Problem requirements –
Answer these questions from the passage on government regulation below.
(a) Which organization is Kelly Wright with?
(b) Where is the count of final rules said to be contained?
(c) In the first listed example, how much ceviche did the single mom sell, and to whom?

Passage given –
There’s no reason you should start the new year any less pissed off than you were during the year just passed. From Kelly Wright at the Foundation for Economic Education, fee.org:
Every year the number of regulations, dictates, rules, decrees, guidelines, statutes, laws, and bylaws in the United States grows by leaps and bounds. Just look at the growth in the number of final rules contained in the Federal Register:

Government Overreach
Now it seems we can’t go a week without hearing a new story about someone being punished, with fines or even jail time, for activities that would be encouraged in a free society. I’ve taken the liberty (pun intended) of compiling some of the more egregious examples of this trend for your reading pleasure (or displeasure).
1. Single mom faces possible jail time for selling $12 worth of ceviche to an undercover police officer.

Data excerpt –

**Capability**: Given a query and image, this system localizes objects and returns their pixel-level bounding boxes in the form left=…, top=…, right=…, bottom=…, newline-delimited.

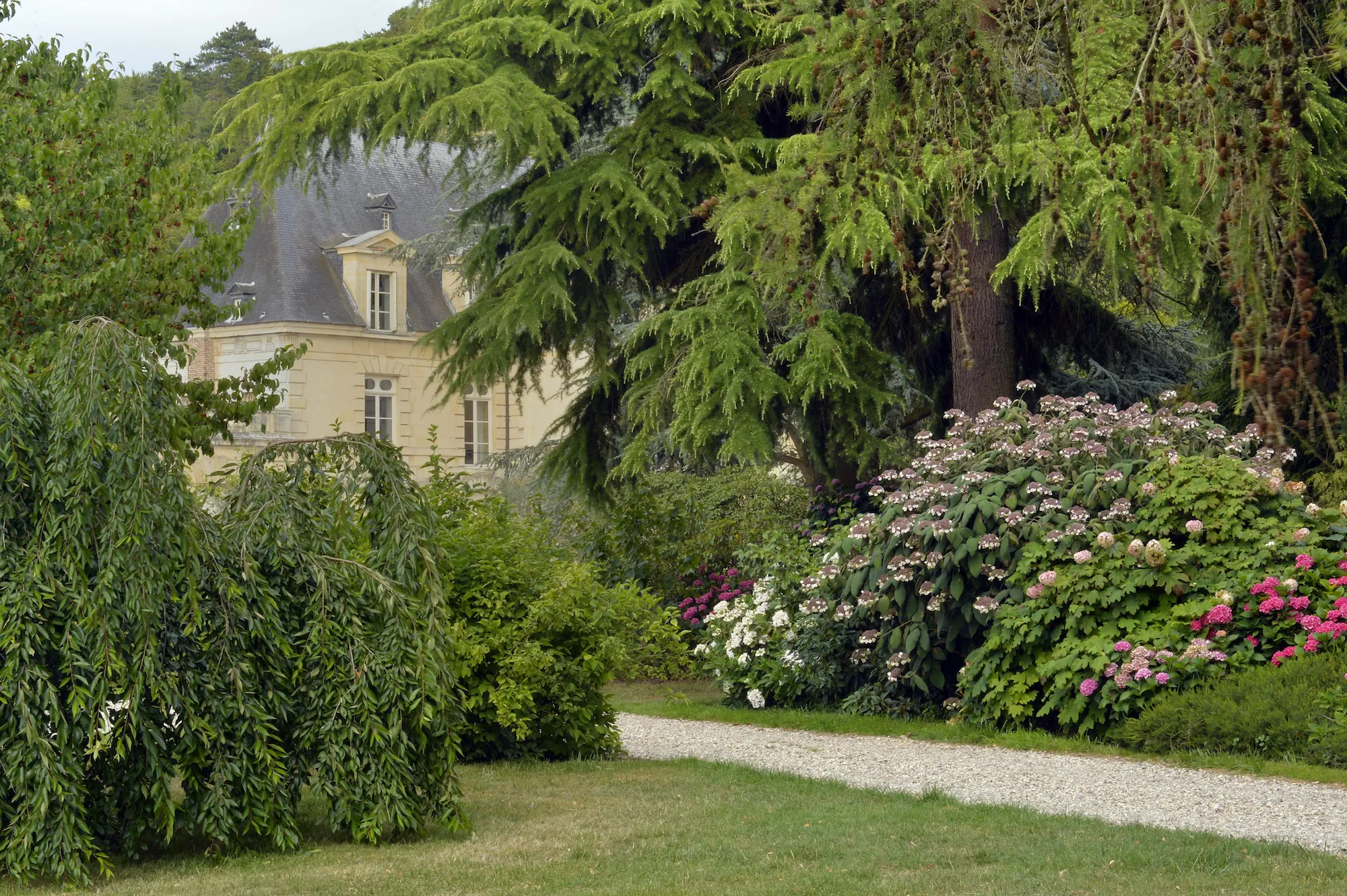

Answer to this problem –
(a) The Foundation for Economic Education.
(b) In the Federal Register.
(c) She sold $12 worth of ceviche to an undercover police officer.